(Records from a data source)
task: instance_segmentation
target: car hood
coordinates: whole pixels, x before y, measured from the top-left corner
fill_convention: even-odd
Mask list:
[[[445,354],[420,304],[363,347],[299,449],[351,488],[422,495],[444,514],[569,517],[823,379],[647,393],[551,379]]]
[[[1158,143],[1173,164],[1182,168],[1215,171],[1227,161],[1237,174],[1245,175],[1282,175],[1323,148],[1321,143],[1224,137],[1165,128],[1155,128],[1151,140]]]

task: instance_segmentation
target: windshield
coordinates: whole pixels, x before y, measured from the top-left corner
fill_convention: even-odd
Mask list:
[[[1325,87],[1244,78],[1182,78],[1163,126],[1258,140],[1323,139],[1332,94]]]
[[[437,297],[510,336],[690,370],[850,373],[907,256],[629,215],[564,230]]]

▸ **EXERCISE DIRECTIONS**:
Update the listing so that every "even-odd" becomes "nonzero", leaving all other lines and characters as they are.

▸ **FINISHED ANSWER**:
task: instance_segmentation
target: car hood
coordinates: whole pixels, x before y, measured from the top-left corner
fill_convention: nonzero
Mask list:
[[[445,354],[420,304],[363,347],[299,449],[351,488],[422,495],[444,514],[569,517],[823,379],[647,393],[551,379]]]
[[[1158,143],[1173,164],[1182,168],[1215,171],[1227,161],[1237,174],[1245,175],[1282,175],[1323,148],[1321,143],[1224,137],[1165,128],[1155,128],[1151,140]]]

task: instance_segmentation
target: windshield
coordinates: whole pixels, x before y, measured from the top-left corner
fill_convention: nonzero
Mask list:
[[[1325,87],[1244,78],[1182,78],[1163,126],[1258,140],[1323,139],[1332,94]]]
[[[437,297],[510,336],[690,370],[850,373],[907,256],[629,215],[564,230]]]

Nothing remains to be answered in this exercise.